[Opening SOURCE INFORMATION section]

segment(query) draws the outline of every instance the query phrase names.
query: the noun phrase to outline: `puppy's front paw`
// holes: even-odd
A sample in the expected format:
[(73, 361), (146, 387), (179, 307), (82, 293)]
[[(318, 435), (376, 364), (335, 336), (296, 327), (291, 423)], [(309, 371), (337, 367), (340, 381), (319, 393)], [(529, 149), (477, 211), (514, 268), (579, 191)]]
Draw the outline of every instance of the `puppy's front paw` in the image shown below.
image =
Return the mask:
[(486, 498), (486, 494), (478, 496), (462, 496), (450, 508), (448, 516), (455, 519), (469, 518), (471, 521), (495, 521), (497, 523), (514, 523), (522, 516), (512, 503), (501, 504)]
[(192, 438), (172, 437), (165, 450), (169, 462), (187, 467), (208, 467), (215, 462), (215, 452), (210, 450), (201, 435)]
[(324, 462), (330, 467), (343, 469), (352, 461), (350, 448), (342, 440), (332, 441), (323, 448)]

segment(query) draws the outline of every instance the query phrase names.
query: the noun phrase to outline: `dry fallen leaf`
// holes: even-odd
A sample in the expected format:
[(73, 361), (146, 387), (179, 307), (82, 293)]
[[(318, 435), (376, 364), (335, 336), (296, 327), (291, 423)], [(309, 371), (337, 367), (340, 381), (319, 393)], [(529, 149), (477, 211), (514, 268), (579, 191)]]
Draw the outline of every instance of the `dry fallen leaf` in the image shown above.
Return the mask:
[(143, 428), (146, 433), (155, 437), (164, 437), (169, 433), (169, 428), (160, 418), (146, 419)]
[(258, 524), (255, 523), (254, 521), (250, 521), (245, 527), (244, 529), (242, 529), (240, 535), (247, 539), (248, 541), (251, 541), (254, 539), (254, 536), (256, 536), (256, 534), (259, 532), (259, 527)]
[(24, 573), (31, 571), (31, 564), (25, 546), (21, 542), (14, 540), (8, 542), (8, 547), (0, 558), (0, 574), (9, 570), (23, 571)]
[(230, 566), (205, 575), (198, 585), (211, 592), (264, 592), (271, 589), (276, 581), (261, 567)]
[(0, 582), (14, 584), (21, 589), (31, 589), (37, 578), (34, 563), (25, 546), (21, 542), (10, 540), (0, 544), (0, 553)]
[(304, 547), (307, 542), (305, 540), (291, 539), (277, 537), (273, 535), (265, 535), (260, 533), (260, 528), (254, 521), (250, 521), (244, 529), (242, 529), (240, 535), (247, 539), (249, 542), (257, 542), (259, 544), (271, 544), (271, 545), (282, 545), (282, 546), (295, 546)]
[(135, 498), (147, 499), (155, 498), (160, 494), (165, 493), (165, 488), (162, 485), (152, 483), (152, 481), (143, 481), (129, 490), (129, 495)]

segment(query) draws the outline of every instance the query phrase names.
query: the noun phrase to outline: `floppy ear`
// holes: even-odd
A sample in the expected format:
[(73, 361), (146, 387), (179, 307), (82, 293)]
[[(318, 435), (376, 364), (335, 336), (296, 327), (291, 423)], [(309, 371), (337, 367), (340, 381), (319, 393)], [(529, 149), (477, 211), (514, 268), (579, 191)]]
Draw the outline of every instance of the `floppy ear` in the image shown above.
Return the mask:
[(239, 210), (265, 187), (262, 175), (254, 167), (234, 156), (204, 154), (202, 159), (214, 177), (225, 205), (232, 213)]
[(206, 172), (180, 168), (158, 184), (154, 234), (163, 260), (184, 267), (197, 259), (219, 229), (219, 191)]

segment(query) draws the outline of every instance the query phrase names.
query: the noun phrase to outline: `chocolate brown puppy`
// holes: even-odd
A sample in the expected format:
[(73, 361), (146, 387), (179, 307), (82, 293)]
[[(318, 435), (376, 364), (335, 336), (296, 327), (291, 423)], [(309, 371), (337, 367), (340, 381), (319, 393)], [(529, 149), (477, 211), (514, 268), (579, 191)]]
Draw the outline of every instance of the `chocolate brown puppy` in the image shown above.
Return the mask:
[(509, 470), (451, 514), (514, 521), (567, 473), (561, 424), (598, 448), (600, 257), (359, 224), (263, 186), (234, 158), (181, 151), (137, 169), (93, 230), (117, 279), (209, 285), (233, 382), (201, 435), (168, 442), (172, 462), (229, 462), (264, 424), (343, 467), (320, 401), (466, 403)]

[Closing SOURCE INFORMATION section]

■ TASK PROMPT:
Show every line above in which the word "fallen" appears.

■ SOLUTION TO THE EXERCISE:
query: the noun phrase to outline: `dry fallen leaf`
Draw the outline of every instance of the `dry fallen leaf` in the image shown above.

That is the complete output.